*Given task a:*
Reproduce a passage from the judgment excerpt below word for word, beginning at the words "The judge’s conclusions" and stopping after "by Mr Webb.".

*Excerpted text:*
--- Start ---

As to the method of working, the judge heard evidence from Mr Ankers and Mr Whitlow, and also from two experts, Mr Holden and a Mr Glenn. Mr Ankers told the judge that he did not consider that it was necessary to give any instructions to the appellant as to how to work a bench saw. It was a perfectly simple piece of machinery; the appellant was a skilled joiner. If there was a problem about bowing, he would have expected the appellant himself to appreciate that he needed a work bench to support the fascia, or the assistance of Mr Webb. He would have been concerned had he seen the appellant using the bench saw without any support for the fascia. Mr Whitlow also considered that the appellant was sufficiently skilled and experienced to have been able to determine himself what was necessary to ensure that the saw could be used safely. He said that on most of the occasions when he saw the appellant using the bench saw, he was being assisted by another worker.
Both experts agreed that it was not appropriate for an employer to assume that a joiner was competent and able to assess all the relevant risks himself. The employers should have carried out a risk assessment so as to identify the possible precautions which needed to be taken and to have advised the appellant accordingly. The judge records that the essential difference between the evidence of the two experts was the extent which that would, in the event, have been a counsel of perfection, in the sense that it would have made no difference. The judge concluded that Mr Glenn was saying essentially that the appellant knew full well that there should have been a second work bench or that he should have had assistance from, for example, Mr Webb. Accordingly it would have made no difference if the employers had told him so. A further difference between the experts was that Mr Holden had no difficulty in accepting the appellant’s account as given at trial as an explanation as to how the injuries could have been occasioned. Mr Glenn on the other hand had difficulty in envisualising how the snagging of the board and its release could have produced the injury in question.
The judge’s conclusions as to how the accident occurred were set out at page 29 of his judgment as follows:
“I am satisfied that the reality of this situation is the claimant cannot say what actually took place. He has given differing accounts and he now puts forward an explanation that really only amounts to yet another theory. Both Mr Ankers and Mr Whitlow also forward another possible explanation and all the explanations suggested seem entirely consistent with the evidence which has been presented to me. There were no independent eye-witnesses, and because of the nature of the injury the site was immediately disturbed afterwards by Mr Webb.
In all of these circumstances I am not satisfied on the balance of probabilities that Mr Sherlock was injured as a result of the sequence of events that he has described in evidence.”
He identified the appellant’s case at page 30 as follows:
“Mr Wolfenden says the saw was simply taken to the site and the claimant left to use it without a proper risk assessment, without proper training and effective supervision. That the defendant should have reasonably foreseen that this kind of accident could have occurred and in these circumstances because, says Mr Wolfenden, they are responsible at common law.”
He then went on to note that the respondents had conceded that there had been a breach of Regulation 20 of the Provision and Use of Work Equipment Regulations 1998, which provides:
“Every employer shall ensure that work equipment or any part of work equipment is stabilised by clamping or otherwise where necessary for purposes of health or safety.”

--- End ---

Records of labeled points
--- Start ---

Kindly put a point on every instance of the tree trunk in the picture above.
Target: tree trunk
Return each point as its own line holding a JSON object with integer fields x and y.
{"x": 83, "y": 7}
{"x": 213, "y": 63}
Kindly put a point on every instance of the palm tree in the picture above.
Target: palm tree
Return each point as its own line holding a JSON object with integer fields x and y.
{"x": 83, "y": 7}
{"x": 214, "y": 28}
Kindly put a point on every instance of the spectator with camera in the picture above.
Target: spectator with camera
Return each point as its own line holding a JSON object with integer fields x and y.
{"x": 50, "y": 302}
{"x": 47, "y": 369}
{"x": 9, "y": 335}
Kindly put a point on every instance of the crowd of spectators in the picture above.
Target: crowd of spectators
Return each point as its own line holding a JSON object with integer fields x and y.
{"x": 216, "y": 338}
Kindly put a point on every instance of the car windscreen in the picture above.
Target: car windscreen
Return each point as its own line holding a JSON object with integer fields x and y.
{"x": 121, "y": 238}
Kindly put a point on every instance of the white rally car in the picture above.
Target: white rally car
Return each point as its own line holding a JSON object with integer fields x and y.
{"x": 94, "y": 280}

--- End ---

*Given task b:*
Find every line in the entries above that contains the string "spectators", and copy each of those lines. Case counts, so match capital and lowercase letters exactly.

*Final result a:*
The judge’s conclusions as to how the accident occurred were set out at page 29 of his judgment as follows:
“I am satisfied that the reality of this situation is the claimant cannot say what actually took place. He has given differing accounts and he now puts forward an explanation that really only amounts to yet another theory. Both Mr Ankers and Mr Whitlow also forward another possible explanation and all the explanations suggested seem entirely consistent with the evidence which has been presented to me. There were no independent eye-witnesses, and because of the nature of the injury the site was immediately disturbed afterwards by Mr Webb.

*Final result b:*
Kindly put a point on every instance of the crowd of spectators in the picture above.
Target: crowd of spectators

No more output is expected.